Point-per-instance localization data:
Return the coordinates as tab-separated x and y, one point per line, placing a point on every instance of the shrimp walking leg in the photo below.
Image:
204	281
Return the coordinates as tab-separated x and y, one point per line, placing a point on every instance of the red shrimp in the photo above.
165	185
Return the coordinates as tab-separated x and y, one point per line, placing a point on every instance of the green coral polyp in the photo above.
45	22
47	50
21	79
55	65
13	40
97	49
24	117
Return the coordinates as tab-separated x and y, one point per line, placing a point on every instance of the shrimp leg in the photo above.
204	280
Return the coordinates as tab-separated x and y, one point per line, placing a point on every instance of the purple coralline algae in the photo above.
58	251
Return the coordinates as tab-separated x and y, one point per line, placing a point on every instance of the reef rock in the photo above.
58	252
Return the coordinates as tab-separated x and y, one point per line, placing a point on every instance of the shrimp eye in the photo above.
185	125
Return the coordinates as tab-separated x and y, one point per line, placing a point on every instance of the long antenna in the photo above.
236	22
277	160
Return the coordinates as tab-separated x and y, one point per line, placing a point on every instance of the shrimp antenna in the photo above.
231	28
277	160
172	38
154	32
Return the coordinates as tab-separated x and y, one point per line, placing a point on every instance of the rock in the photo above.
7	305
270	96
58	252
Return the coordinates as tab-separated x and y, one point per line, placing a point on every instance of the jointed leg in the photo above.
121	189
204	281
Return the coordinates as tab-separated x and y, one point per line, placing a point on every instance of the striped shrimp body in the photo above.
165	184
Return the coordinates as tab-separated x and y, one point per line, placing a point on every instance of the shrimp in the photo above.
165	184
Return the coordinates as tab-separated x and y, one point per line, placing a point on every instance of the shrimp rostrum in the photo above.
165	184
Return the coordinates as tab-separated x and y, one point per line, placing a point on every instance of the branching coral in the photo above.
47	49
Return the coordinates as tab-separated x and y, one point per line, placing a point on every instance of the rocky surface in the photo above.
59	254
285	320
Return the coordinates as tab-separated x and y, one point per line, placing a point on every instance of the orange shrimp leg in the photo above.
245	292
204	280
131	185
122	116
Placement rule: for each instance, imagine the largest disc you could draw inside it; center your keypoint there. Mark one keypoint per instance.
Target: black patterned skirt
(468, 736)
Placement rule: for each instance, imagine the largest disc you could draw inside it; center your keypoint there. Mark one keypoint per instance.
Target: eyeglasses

■ **Requirement**:
Find the line that contains "the rock in the photo above.". Repeat it and every line after it, exactly as written, up to and including the last line of the records above.

■ **Result**:
Return the coordinates as tab-separated x and y, one point per line, placing a point on every instance of the rock in the photo above.
7	305
270	96
58	252
Return the coordinates as tab-separated x and y, one point per line, placing a point on every instance of the jointed leg in the photo above.
121	189
204	281
Return the coordinates as tab-separated x and y, one point per line, placing a point on every instance of the striped shrimp body in the photo above.
165	184
Return the coordinates as tab-separated x and y, one point per line, placing a point on every instance of the shrimp in the photo above.
165	184
Return the coordinates as tab-separated x and y, one point per line, placing a point on every instance of the shrimp rostrum in the photo above.
165	184
Return the coordinates as tab-separated x and y, one point per line, placing a point on every instance of the branching coral in the photo above.
47	49
Return the coordinates as tab-separated x and y, one point per line, placing a point on every instance of the rocky surface in the photo above.
59	254
285	320
Return the coordinates as tab-separated x and y, one point per line, placing a point on every instance of the orange shrimp leg in the photo above.
245	292
204	280
131	185
122	116
Placement rule: for each instance, imagine the largest disc you could draw inside it; center your keypoint there. Mark one keypoint per instance.
Target: black patterned skirt
(468, 736)
Placement rule: for each instance, imagine the largest disc you could draw inside it; center your keypoint there. Mark one keypoint per instance.
Target: eyeglasses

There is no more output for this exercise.